▶ _Task inputs_
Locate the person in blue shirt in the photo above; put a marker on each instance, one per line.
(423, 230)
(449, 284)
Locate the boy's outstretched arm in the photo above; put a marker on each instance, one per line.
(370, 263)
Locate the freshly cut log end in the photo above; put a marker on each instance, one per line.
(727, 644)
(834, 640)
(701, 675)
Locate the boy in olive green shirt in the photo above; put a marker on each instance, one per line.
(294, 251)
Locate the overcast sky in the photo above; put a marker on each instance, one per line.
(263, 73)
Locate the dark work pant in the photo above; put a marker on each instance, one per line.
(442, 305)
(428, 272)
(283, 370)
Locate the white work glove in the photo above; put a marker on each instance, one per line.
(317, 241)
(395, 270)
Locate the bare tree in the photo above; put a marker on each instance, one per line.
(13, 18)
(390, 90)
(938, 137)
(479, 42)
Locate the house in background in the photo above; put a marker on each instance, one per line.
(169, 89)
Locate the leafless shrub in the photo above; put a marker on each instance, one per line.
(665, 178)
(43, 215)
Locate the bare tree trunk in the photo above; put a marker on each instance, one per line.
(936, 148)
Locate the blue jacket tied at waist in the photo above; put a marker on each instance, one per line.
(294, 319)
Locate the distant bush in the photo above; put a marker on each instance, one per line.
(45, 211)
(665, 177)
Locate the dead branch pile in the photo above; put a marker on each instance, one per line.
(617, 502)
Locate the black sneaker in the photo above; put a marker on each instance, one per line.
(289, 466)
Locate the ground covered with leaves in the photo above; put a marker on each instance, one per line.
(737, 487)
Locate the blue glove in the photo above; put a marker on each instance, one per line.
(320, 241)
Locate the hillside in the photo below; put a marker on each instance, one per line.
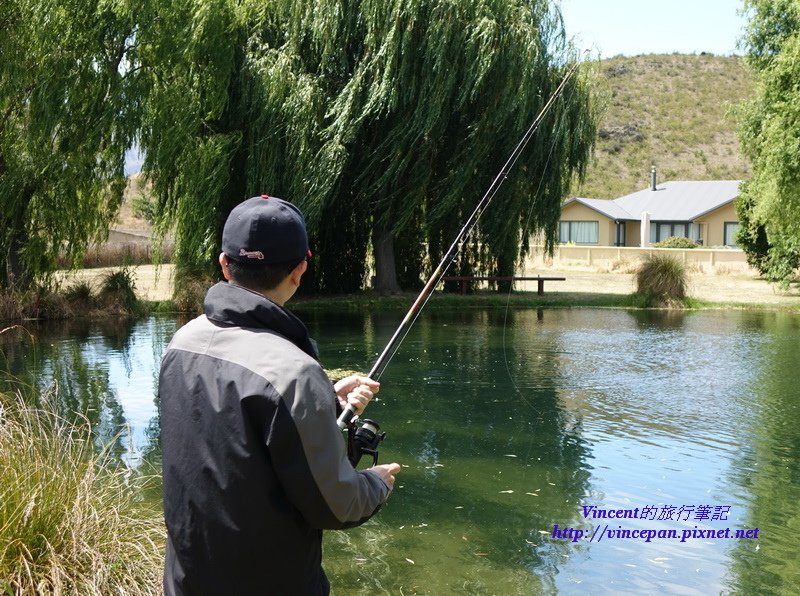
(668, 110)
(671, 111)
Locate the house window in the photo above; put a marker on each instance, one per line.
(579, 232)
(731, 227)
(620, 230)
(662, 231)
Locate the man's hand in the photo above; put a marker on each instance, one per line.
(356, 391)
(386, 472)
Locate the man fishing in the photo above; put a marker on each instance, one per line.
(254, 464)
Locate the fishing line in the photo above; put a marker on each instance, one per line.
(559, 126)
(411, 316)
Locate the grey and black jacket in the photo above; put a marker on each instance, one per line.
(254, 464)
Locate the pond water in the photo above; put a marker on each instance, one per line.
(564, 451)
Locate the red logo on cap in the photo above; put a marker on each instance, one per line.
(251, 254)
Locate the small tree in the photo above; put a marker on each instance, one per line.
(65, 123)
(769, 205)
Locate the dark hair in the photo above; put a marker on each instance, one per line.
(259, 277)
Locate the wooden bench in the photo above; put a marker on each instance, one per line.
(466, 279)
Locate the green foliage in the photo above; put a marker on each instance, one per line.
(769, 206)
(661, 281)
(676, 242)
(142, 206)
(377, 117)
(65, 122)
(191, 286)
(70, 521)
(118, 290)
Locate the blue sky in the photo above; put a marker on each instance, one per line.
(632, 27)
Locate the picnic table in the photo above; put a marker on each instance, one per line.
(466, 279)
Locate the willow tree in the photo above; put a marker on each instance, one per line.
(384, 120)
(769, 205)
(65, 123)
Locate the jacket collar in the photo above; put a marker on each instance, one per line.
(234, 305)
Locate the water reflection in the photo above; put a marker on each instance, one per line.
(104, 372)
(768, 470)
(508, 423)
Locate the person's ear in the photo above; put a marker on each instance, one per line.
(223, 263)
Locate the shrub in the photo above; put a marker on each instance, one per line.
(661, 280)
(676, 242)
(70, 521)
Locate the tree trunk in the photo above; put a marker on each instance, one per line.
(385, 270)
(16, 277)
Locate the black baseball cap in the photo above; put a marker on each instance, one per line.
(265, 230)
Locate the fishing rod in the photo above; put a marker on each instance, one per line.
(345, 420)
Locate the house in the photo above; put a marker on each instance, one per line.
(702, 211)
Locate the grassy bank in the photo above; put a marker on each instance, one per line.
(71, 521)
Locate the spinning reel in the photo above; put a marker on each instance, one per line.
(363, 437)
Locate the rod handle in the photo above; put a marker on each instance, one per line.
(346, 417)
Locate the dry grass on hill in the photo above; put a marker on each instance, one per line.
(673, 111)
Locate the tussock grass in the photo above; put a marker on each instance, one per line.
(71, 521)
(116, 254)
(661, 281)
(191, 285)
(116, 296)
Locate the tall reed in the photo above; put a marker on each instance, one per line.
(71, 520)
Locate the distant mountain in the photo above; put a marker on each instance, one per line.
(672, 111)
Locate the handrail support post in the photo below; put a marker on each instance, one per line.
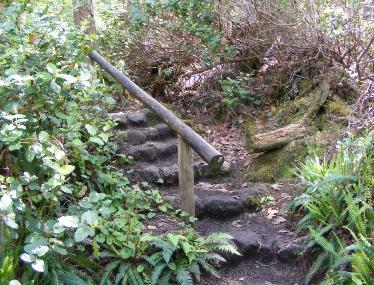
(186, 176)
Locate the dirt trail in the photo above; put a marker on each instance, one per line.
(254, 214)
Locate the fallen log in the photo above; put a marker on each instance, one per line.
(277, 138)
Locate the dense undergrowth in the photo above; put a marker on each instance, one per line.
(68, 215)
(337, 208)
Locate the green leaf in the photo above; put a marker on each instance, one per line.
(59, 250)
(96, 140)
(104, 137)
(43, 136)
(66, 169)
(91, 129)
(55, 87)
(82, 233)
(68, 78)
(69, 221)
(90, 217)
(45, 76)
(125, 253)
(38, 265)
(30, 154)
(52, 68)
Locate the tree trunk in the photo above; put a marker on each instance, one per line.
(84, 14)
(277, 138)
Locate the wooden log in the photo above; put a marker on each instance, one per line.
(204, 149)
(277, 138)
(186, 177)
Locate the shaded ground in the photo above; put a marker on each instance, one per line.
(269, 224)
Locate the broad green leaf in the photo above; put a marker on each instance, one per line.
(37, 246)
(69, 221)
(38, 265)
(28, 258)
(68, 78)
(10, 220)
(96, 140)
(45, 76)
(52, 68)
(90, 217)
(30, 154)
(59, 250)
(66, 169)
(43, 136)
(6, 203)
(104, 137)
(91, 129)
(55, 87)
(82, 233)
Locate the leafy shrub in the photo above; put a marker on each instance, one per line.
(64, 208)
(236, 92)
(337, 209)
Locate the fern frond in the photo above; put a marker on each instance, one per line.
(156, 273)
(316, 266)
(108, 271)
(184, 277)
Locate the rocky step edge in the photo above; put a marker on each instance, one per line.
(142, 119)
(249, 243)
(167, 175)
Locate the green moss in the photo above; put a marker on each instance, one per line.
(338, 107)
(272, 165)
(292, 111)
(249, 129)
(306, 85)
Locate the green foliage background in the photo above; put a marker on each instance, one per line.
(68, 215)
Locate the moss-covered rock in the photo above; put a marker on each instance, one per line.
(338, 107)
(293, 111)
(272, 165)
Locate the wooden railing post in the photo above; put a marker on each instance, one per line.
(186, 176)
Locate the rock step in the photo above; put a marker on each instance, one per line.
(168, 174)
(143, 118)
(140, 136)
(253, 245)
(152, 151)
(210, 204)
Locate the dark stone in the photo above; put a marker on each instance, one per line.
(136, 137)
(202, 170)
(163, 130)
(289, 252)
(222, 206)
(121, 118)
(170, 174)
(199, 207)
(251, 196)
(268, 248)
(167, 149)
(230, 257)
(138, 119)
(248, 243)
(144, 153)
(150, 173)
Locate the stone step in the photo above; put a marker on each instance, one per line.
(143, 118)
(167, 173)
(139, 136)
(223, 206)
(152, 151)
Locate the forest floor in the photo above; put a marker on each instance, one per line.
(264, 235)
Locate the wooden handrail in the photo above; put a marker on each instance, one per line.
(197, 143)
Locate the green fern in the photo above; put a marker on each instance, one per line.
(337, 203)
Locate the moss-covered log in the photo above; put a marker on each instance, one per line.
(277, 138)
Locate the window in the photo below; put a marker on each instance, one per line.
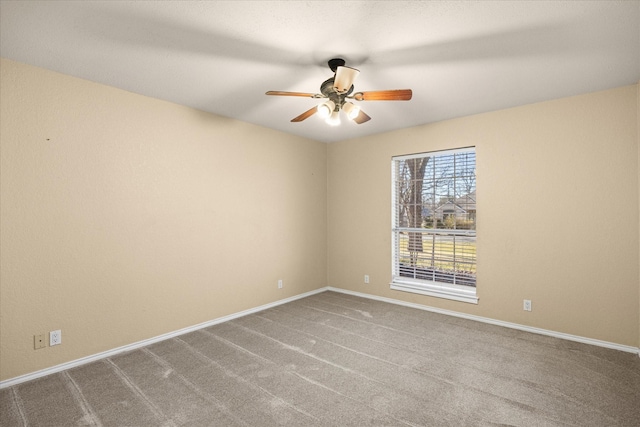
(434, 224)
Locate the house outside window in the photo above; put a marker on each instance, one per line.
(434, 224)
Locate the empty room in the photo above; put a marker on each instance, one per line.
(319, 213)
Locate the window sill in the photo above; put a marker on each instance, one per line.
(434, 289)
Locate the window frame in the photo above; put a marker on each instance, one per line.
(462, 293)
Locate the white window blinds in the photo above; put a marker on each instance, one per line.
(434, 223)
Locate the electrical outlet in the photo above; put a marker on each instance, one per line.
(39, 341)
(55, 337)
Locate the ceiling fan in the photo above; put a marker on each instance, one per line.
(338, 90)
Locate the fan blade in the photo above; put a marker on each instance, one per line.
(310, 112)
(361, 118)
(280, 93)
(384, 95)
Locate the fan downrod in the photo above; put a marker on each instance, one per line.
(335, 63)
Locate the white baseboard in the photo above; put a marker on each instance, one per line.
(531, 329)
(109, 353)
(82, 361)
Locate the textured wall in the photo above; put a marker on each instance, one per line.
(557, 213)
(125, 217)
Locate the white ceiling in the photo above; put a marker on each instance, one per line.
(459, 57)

▶ _Short exercise_
Take the line that contains "Locate the empty" and each line after it down to the last of the records, and retype them exactly; add nothing else.

▶ _Response_
Locate the empty room in the photo above; put a marker on each instance, one per line.
(319, 213)
Locate the window sill in the photo above; put a marker on each instance, one per line.
(434, 289)
Locate the window frame in the photo above; put a marker on each instance, one per line.
(462, 293)
Locate the white window blinds in the photo above; put a marker on each instance, one per line.
(434, 223)
Locate the electrical outlet in the photo above; put a marker on each instance, one per line.
(39, 341)
(55, 337)
Locate the ceiling fan in the photo above; put a marker on each instance, one per line.
(338, 90)
Locate the fan blade in the photo above; put a marker on each instance, one per line.
(310, 112)
(361, 118)
(280, 93)
(384, 95)
Locate the fan downrod in the photo above; put a marker on each instance, one per line.
(335, 63)
Locate the white baseboard in the photo above; put a marker on each instance, one per line.
(531, 329)
(109, 353)
(82, 361)
Locate the textured wall in the photo above; put a marker on each instance, one per line.
(557, 213)
(125, 217)
Locate the white ceiling in the photo above; put a marker on each instance, one per line.
(459, 57)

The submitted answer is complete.